_What the exercise asks_. Where a line in the material beneath contains "archway", count it. Give the number only.

_Records for processing_.
- Opening Delimiter -

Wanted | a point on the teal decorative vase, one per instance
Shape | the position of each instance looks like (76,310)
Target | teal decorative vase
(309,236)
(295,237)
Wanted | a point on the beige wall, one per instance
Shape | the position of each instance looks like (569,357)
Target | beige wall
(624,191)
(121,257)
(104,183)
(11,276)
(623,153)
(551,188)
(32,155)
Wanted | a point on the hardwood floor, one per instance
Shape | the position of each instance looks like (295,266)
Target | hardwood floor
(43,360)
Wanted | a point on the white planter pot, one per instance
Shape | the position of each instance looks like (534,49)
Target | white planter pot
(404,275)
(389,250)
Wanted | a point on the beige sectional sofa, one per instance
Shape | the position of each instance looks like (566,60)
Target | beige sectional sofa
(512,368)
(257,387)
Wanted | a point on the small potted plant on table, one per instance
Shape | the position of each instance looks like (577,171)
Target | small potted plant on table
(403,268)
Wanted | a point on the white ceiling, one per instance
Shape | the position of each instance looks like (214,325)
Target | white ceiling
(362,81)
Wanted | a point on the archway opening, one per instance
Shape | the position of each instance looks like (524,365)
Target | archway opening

- Closing Delimiter -

_Task response_. 2